What to work on - Copy out the data from the line that has "Indicate the top" through the line that has "[(224, 227)]", both included. Add 133 to every point coordinate in the answers, leave all other numbers unchanged, and omit the pictures.

Data excerpts -
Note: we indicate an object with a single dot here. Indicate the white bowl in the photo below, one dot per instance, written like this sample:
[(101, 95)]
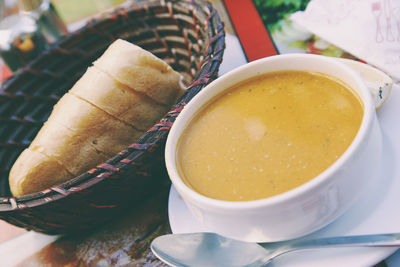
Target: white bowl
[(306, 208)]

---

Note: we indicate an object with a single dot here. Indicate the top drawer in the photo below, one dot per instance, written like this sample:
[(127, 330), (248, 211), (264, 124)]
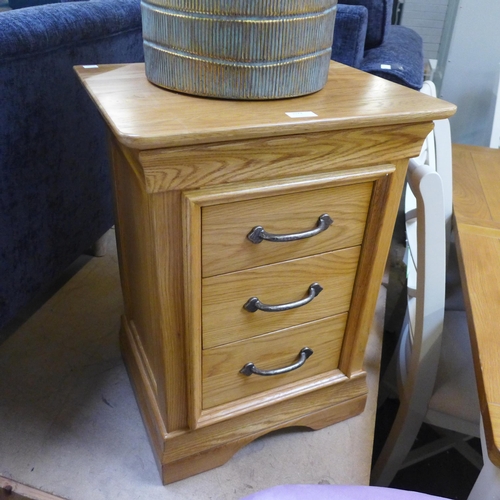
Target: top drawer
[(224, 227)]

--

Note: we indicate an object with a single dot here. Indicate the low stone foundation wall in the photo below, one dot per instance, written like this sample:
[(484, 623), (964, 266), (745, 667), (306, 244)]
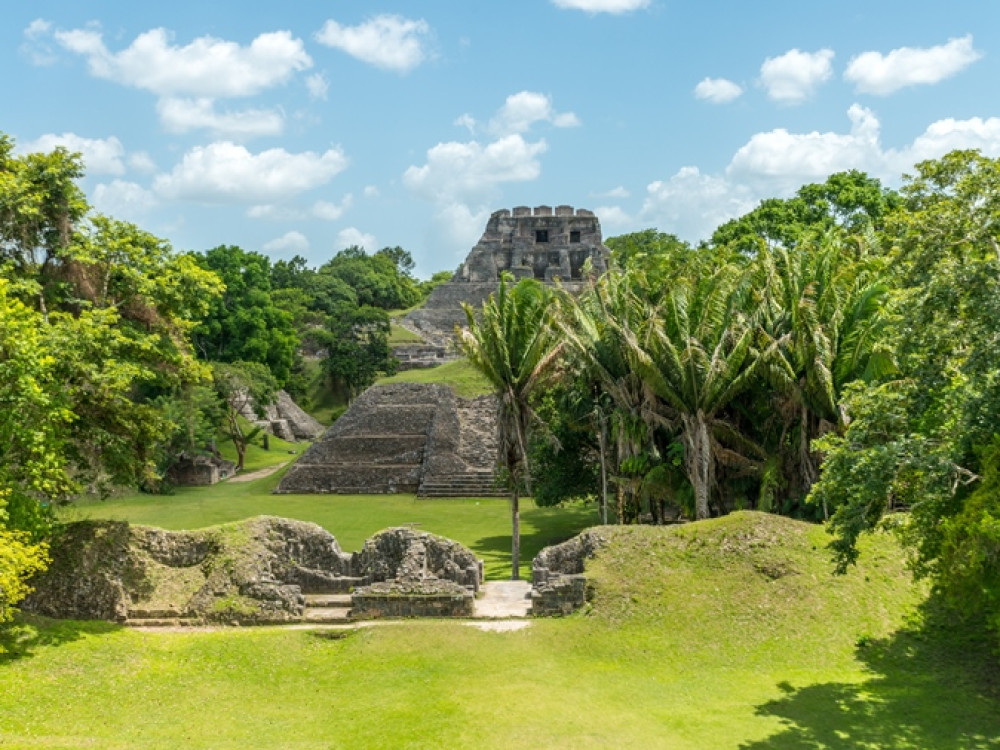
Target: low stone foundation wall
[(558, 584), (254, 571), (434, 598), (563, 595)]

Worked solution -
Note: we indicate an object with a single dot here. Indicate the top drawer in the photo below, one dot per instance, written like this sample:
[(127, 330), (248, 211), (264, 124)]
Target: top drawer
[(357, 360)]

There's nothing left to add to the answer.